Problem 1: Please repeat the part of the newsletter review starting with "What Dermalogica lacks" and going on through "therapists to sell.", unchanged.
Problem 2: Turn the paragraph of the newsletter review that opens "Dermalogica’s newsletter was much more pointed" into a short list that keeps its main facts.

Selected excerpt:
***
At just two pages it is a compact, yet comprehensive guide to what’s going on in the company including product launches, new staff, new ad campaigns etc. and, crucially, tips. In the December issue there were five practical tips for retailing at Christmas, including: create an attractive display of gifts and send Christmas cards with vouchers for special offers in January. Although all of the content is serious, the tone was personable, even chatty which probably works well for the busy therapist who has little time to mull over wordy, corporate copy.
Dermalogica’s newsletter was much more pointed, only delivering content that applied directly to the salon-owners. Two ads dominated, one offering 20 per cent off, another introducing a new product; there was no company information (apart from news of its recently announced status as a Cool BrandLeader).
What Dermalogica lacks in its newsletter it makes up for online where salon-owners can ‘ask the expert’. Not surprisingly, many of the hundred or so questions posted online related to marketing issues such as merchandising, promotions, developing a website, selling online, creating a customer database and encouraging therapists to sell.
***
Data block:
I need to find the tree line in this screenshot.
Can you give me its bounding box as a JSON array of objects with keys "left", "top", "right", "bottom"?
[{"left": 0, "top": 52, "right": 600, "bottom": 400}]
***
Expected output 1:
What Dermalogica lacks in its newsletter it makes up for online where salon-owners can ‘ask the expert’. Not surprisingly, many of the hundred or so questions posted online related to marketing issues such as merchandising, promotions, developing a website, selling online, creating a customer database and encouraging therapists to sell.

Expected output 2:
- Dermalogica’s newsletter carried only content that applied directly to salon-owners.
- Two ads dominated: one offered 20 per cent off, and the other introduced a new product.
- It gave no company information except news of its recently announced status as a Cool BrandLeader.